Items from a data source:
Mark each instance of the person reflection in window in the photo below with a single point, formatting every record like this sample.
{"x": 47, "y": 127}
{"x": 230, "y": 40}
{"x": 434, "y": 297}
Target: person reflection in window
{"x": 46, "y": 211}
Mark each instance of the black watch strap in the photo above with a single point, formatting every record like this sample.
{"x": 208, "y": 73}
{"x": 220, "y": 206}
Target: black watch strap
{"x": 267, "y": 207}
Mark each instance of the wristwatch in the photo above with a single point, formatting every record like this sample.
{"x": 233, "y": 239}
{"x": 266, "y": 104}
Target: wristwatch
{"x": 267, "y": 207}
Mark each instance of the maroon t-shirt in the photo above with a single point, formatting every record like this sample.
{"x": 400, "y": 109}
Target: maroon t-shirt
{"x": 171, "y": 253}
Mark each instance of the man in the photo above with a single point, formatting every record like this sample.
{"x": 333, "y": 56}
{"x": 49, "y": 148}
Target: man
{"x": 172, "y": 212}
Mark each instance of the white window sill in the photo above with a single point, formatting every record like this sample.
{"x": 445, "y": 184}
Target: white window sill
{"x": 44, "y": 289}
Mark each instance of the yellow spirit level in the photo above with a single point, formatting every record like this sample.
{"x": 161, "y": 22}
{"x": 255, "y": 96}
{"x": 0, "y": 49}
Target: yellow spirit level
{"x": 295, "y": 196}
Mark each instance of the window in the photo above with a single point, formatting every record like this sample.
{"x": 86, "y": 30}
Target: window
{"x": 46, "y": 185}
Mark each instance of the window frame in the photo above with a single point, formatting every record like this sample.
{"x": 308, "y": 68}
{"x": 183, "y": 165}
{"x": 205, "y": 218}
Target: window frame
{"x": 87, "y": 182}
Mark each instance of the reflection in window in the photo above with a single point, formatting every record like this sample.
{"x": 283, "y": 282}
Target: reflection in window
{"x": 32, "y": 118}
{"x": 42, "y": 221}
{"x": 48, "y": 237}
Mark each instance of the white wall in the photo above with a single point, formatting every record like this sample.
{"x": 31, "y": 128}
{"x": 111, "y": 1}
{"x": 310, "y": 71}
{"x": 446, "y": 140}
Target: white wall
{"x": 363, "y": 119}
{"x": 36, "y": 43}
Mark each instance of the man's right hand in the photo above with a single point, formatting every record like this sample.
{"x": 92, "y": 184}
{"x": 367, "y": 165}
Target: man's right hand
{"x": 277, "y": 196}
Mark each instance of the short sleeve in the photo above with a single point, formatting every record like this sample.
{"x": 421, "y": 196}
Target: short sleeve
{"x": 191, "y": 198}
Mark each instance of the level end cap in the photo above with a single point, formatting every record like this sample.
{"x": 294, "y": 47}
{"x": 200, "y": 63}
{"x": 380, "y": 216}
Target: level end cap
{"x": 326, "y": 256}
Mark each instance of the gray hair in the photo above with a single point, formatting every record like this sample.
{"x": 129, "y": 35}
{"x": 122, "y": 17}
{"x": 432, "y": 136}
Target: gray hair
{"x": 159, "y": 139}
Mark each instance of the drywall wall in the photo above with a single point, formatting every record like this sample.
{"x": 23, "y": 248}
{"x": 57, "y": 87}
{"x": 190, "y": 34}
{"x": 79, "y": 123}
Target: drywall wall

- GIVEN TASK
From the listing above, extract every line exactly as it stands.

- FINAL RESULT
Mark each instance of the person reflection in window in the photo below with a single point, formatting every record like this sample.
{"x": 47, "y": 127}
{"x": 230, "y": 40}
{"x": 434, "y": 297}
Target: person reflection in window
{"x": 46, "y": 211}
Mark each instance of the black watch strap in the photo above with a single point, formatting every record like this sample.
{"x": 208, "y": 73}
{"x": 220, "y": 206}
Target: black watch strap
{"x": 267, "y": 207}
Mark each instance of the wristwatch in the photo above with a single point, formatting every record like this sample.
{"x": 233, "y": 239}
{"x": 266, "y": 104}
Target: wristwatch
{"x": 267, "y": 207}
Mark each instance of the maroon t-shirt in the photo above with a single point, formatting every record like this sample.
{"x": 400, "y": 109}
Target: maroon t-shirt
{"x": 171, "y": 253}
Mark each instance of the man in the photo above with a single point, formatting every record like this sample.
{"x": 333, "y": 56}
{"x": 49, "y": 148}
Target: man
{"x": 172, "y": 212}
Mark each instance of the white window sill in the photo above with a single point, formatting every record like this sample.
{"x": 445, "y": 184}
Target: white window sill
{"x": 44, "y": 289}
Mark each instance of the yellow spirit level in the photo above with a single point, formatting every record like this sample.
{"x": 161, "y": 22}
{"x": 255, "y": 96}
{"x": 0, "y": 49}
Target: yellow spirit level
{"x": 295, "y": 196}
Mark each instance of the window in the photo above with a single point, formatting every record like this sample.
{"x": 86, "y": 30}
Target: window
{"x": 46, "y": 185}
Mark each instance of the window frame in the photo above with a single point, formatting every record like this sample.
{"x": 308, "y": 68}
{"x": 183, "y": 165}
{"x": 205, "y": 218}
Target: window frame
{"x": 87, "y": 182}
Mark each instance of the reflection in window in the photo above with a single point, formatting every record like this sample.
{"x": 283, "y": 282}
Target: reflection in window
{"x": 32, "y": 118}
{"x": 42, "y": 221}
{"x": 48, "y": 237}
Mark each instance of the white wall in the photo above with a single point, formatting every record like this sample.
{"x": 31, "y": 128}
{"x": 111, "y": 1}
{"x": 310, "y": 71}
{"x": 446, "y": 140}
Target: white wall
{"x": 363, "y": 119}
{"x": 36, "y": 43}
Mark each instance of the man's right hand in the photo above with a single point, formatting every record like this sample.
{"x": 92, "y": 184}
{"x": 367, "y": 165}
Target: man's right hand
{"x": 277, "y": 196}
Mark each instance of the short sleeve in the photo above with a single point, formatting every record like this sample.
{"x": 421, "y": 196}
Target: short sleeve
{"x": 191, "y": 198}
Mark each instance of the level end cap in the photo above with a single point, formatting every record like this sample.
{"x": 294, "y": 47}
{"x": 200, "y": 63}
{"x": 380, "y": 216}
Target: level end cap
{"x": 326, "y": 256}
Mark each instance of the gray hair in the photo above with a single point, formatting every record like this sample.
{"x": 129, "y": 35}
{"x": 122, "y": 17}
{"x": 432, "y": 136}
Target: gray hair
{"x": 159, "y": 139}
Mark each instance of the drywall wall in the photo above with a single point, formatting every record like this sample.
{"x": 23, "y": 248}
{"x": 57, "y": 87}
{"x": 190, "y": 34}
{"x": 79, "y": 123}
Target: drywall wall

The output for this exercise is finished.